━━ SOURCE DATA ━━

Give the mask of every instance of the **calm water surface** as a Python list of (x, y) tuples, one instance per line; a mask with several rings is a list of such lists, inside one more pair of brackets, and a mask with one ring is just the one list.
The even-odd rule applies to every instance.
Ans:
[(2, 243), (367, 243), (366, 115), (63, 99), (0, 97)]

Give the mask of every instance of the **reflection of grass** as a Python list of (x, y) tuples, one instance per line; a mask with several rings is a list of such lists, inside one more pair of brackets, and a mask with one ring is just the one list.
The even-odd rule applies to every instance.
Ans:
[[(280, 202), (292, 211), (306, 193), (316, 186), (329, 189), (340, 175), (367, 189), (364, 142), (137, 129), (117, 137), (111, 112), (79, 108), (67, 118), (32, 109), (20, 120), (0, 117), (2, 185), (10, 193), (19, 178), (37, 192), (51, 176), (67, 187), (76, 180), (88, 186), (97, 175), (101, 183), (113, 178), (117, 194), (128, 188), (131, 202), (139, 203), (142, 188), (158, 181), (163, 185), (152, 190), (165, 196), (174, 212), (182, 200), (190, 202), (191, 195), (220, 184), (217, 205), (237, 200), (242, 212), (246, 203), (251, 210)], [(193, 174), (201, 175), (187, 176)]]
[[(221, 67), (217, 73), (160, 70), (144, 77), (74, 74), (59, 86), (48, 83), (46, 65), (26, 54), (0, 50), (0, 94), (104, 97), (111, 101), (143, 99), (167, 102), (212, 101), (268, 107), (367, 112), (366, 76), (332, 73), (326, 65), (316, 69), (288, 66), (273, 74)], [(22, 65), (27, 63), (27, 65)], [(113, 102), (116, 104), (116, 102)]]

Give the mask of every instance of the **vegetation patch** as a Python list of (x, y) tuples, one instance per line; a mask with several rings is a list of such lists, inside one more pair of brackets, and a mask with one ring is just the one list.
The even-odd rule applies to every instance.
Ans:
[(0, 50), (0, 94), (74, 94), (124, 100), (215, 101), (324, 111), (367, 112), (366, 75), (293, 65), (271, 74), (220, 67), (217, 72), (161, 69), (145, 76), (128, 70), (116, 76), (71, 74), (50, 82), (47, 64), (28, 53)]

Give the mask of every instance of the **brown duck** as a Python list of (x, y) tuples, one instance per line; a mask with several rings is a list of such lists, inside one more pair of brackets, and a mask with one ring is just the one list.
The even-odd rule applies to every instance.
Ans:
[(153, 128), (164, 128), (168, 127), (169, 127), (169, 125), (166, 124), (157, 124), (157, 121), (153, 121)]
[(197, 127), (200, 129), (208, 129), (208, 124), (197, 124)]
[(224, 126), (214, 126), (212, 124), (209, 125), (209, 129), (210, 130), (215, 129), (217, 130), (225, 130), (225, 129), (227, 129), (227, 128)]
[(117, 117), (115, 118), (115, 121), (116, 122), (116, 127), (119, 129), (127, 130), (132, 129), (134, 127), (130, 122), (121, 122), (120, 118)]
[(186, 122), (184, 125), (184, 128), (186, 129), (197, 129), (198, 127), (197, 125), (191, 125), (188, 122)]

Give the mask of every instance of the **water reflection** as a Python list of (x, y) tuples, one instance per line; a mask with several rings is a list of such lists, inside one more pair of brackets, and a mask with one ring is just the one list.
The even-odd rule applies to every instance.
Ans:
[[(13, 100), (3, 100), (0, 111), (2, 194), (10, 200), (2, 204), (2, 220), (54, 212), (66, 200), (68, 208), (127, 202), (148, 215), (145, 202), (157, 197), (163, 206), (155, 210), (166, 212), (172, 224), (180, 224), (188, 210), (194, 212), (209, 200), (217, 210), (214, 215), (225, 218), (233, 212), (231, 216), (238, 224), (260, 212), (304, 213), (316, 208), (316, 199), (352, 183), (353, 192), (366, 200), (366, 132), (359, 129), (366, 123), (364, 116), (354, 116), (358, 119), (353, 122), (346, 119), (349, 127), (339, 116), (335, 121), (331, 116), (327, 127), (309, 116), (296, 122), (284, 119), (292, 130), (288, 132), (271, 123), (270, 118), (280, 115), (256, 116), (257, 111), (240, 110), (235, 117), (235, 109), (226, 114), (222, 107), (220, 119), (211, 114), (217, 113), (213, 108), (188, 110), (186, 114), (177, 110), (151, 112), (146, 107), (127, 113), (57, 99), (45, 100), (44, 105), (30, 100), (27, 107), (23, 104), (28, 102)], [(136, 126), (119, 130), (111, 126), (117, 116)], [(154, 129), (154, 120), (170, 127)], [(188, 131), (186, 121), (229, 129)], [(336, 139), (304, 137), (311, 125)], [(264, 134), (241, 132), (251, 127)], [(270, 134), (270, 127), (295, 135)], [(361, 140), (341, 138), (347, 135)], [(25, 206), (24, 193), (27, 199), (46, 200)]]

━━━

GOAL -> Reproduce the material above with "brown duck" changed to "mallard" at every occurrence. Leave everything else as it is.

COMPLETE RESPONSE ->
Give the mask of every instance of the **calm water surface** as a Python list of (x, y) tuples, one instance per line; a mask with several rings is a list of such lists, inside one more pair of brackets, and a mask with one ring is just the one list.
The even-odd rule applies to every instance.
Ans:
[(2, 243), (367, 243), (366, 115), (63, 99), (0, 97)]

Give the mask of every instance of the **reflection of grass** as a Python list of (x, y) tuples, one instance per line; a mask with several rings is a list of such lists, inside one more pair of brackets, and a mask with one ring is just the one list.
The even-odd rule applies to every instance.
Ans:
[[(280, 202), (292, 211), (306, 193), (316, 186), (329, 189), (340, 175), (367, 189), (364, 142), (137, 129), (117, 137), (111, 112), (79, 108), (67, 118), (32, 109), (20, 120), (0, 117), (2, 185), (10, 193), (19, 178), (37, 192), (51, 176), (67, 187), (76, 180), (88, 186), (97, 175), (101, 183), (113, 178), (117, 194), (128, 188), (131, 202), (139, 203), (142, 188), (158, 181), (163, 185), (152, 190), (165, 196), (174, 212), (182, 200), (190, 202), (191, 195), (220, 184), (217, 205), (237, 200), (242, 212), (246, 203), (251, 210)], [(193, 174), (201, 175), (187, 176)]]
[[(221, 67), (217, 73), (160, 70), (144, 77), (74, 74), (59, 86), (48, 83), (46, 65), (26, 54), (0, 50), (0, 94), (104, 97), (111, 101), (143, 99), (167, 102), (212, 101), (268, 107), (367, 112), (366, 76), (332, 73), (326, 65), (316, 69), (288, 66), (273, 74)], [(22, 65), (27, 63), (27, 65)], [(113, 102), (116, 104), (116, 102)]]

Give the mask of every instance of the **vegetation patch** as a Python list of (x, y) tuples, one instance per line; a mask with several rings is a list of such lists, inside one more pair of brackets, and a mask with one ring is just the one list.
The even-odd rule applies to every instance.
Ans:
[(0, 50), (0, 94), (74, 94), (124, 100), (215, 101), (324, 111), (367, 112), (366, 75), (293, 65), (271, 74), (220, 67), (217, 72), (161, 69), (145, 76), (128, 70), (116, 76), (71, 74), (50, 82), (47, 64), (28, 53)]

Give the mask of every instance of the **mallard** as a Python list of (x, y) tuples, one instance per line; a mask with several rings is a list of such lists, inside one more pair of brackets, and a mask with one ring is just the one list.
The even-odd rule applies to every instance.
Ans:
[(153, 128), (164, 128), (168, 127), (169, 127), (169, 125), (166, 124), (157, 124), (157, 121), (153, 121)]
[(197, 127), (200, 129), (208, 129), (208, 124), (197, 124)]
[(224, 126), (214, 126), (212, 124), (209, 125), (209, 129), (210, 130), (215, 129), (217, 130), (225, 130), (225, 129), (227, 129), (227, 128)]
[(117, 117), (115, 118), (115, 121), (116, 122), (116, 127), (119, 129), (127, 130), (132, 129), (134, 127), (130, 122), (121, 122), (120, 118)]
[(186, 122), (184, 125), (184, 128), (186, 129), (197, 129), (198, 127), (197, 125), (191, 125), (188, 122)]

Give the mask of every instance of the **water reflection** as a Python list of (x, y) tuples, one instance per line; a mask with several rings is a list of such lists, inside one more pair of brackets, and a mask with one ring is just the one list.
The even-odd rule applies to every instance.
Ans:
[[(13, 100), (3, 100), (0, 111), (2, 194), (10, 200), (2, 204), (2, 220), (54, 212), (66, 200), (68, 208), (127, 202), (148, 215), (145, 202), (157, 197), (163, 206), (155, 210), (166, 212), (172, 224), (180, 224), (188, 210), (194, 212), (209, 200), (217, 210), (214, 215), (225, 218), (233, 212), (231, 216), (238, 224), (260, 212), (304, 213), (316, 208), (316, 199), (352, 183), (353, 192), (366, 200), (366, 132), (359, 129), (366, 123), (364, 116), (354, 116), (358, 119), (353, 122), (346, 119), (349, 127), (339, 116), (335, 121), (331, 116), (327, 127), (309, 116), (296, 122), (284, 119), (292, 130), (288, 132), (271, 123), (270, 118), (280, 115), (256, 116), (257, 111), (240, 110), (235, 117), (235, 109), (226, 114), (222, 107), (220, 119), (211, 114), (217, 113), (213, 108), (188, 110), (186, 114), (177, 110), (151, 112), (146, 107), (127, 113), (57, 99), (45, 100), (44, 105), (30, 100), (27, 107), (23, 104), (28, 102)], [(136, 126), (119, 130), (111, 126), (117, 116)], [(154, 129), (154, 120), (170, 127)], [(188, 131), (186, 121), (229, 129)], [(336, 139), (304, 137), (311, 125)], [(264, 134), (241, 132), (251, 127)], [(270, 134), (270, 127), (295, 135)], [(361, 140), (341, 138), (347, 135)], [(25, 206), (24, 193), (27, 199), (46, 200)]]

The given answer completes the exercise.